[Source records]
_ _ _

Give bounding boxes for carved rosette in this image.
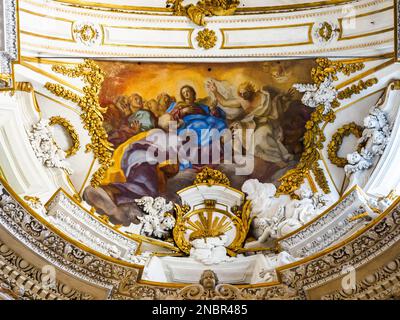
[72,21,103,47]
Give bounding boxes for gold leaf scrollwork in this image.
[45,60,114,187]
[167,0,240,26]
[193,167,231,187]
[49,116,80,158]
[277,58,364,197]
[338,78,378,100]
[328,122,363,168]
[196,28,217,50]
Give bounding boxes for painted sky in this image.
[98,59,314,104]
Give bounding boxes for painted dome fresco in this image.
[0,0,400,300]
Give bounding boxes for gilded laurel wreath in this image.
[328,122,363,168]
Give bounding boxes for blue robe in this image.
[167,102,228,170]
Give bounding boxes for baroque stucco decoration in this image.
[28,119,72,174]
[0,0,19,89]
[167,0,240,26]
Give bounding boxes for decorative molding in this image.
[328,122,363,168]
[321,252,400,300]
[337,78,378,100]
[167,0,240,26]
[196,28,217,50]
[46,190,149,265]
[72,21,104,47]
[0,0,19,89]
[49,116,80,158]
[311,21,340,46]
[277,198,400,290]
[344,106,393,179]
[0,181,139,290]
[28,119,72,174]
[193,167,231,187]
[278,58,365,195]
[0,241,93,300]
[45,60,114,187]
[278,186,377,257]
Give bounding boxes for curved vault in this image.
[0,0,400,299]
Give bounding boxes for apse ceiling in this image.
[0,0,400,299]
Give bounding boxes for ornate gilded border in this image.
[277,58,375,197]
[45,60,114,187]
[0,0,19,90]
[49,116,80,158]
[328,122,363,168]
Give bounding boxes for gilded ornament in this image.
[45,60,114,187]
[277,58,364,197]
[193,167,231,187]
[328,122,363,168]
[173,201,252,255]
[49,116,80,158]
[72,21,103,46]
[338,78,378,100]
[167,0,240,26]
[196,28,217,50]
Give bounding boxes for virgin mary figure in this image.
[165,85,228,170]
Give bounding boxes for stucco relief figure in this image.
[242,179,327,243]
[344,106,391,187]
[199,270,218,290]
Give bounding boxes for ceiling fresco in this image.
[0,0,400,302]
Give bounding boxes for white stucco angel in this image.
[28,119,72,174]
[293,77,338,113]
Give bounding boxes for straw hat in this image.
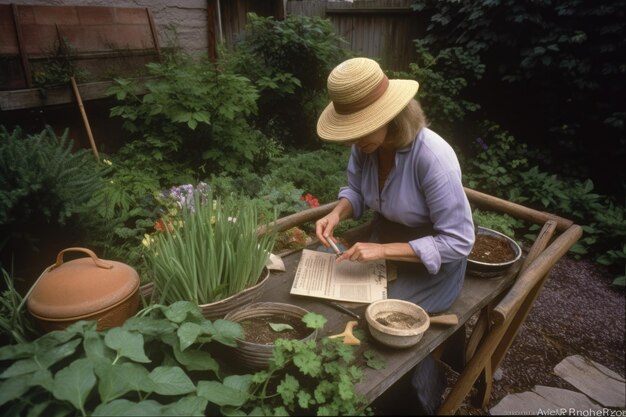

_ _ _

Copy out the rows word for word, from the line containing "Give bounding boxes for curved" through the last line of the rows, with both ends included, and omit the pictures.

### Solution
Give bounding boxes for curved vault in this image.
[0,0,400,299]
Give bounding boxes for apse ceiling in this image.
[0,0,400,299]
Give bounding boxes for ornate gilded border in this image.
[277,58,375,197]
[45,60,114,187]
[0,0,19,90]
[49,116,80,158]
[328,122,363,168]
Give bounding boxes for gilded ornament in this image.
[45,60,114,187]
[277,58,364,197]
[193,167,231,187]
[328,122,363,168]
[173,201,252,255]
[49,116,80,158]
[72,21,103,46]
[338,78,378,100]
[167,0,240,26]
[196,28,217,50]
Give bounding boxes for virgin mary figure in this image.
[165,85,228,170]
Give bounding boxes for stucco relief figure in this image.
[242,179,327,243]
[344,106,391,187]
[199,270,218,290]
Give bounding boxes for ceiling fresco in this image.
[0,0,400,302]
Give bounding boxes for white stucco angel in this image.
[28,119,72,174]
[293,77,338,113]
Give bounding boxes for straw hat in this image.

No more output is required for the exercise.